◆ What you should do
Reproduce the entries below word for word, omitting the pictures.
— BEGIN Dataset excerpts —
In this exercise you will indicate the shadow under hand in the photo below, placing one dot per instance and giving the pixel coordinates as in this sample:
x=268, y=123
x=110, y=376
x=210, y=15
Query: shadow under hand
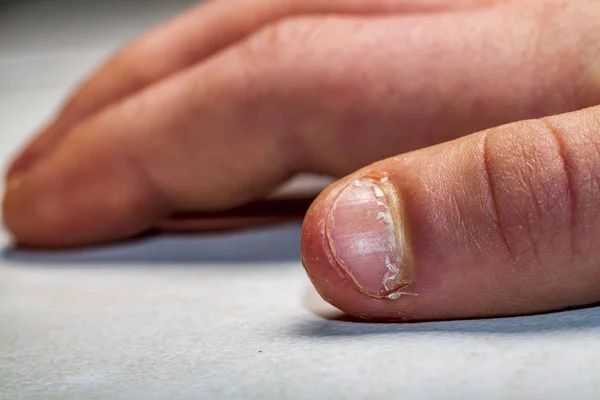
— END Dataset excerpts —
◆ Result for this exercise
In this exercise you will indicate the shadow under hand in the photo below, placing one dot per instance and giving the pixel coordinates as in this sample:
x=268, y=123
x=110, y=376
x=210, y=15
Query: shadow under hand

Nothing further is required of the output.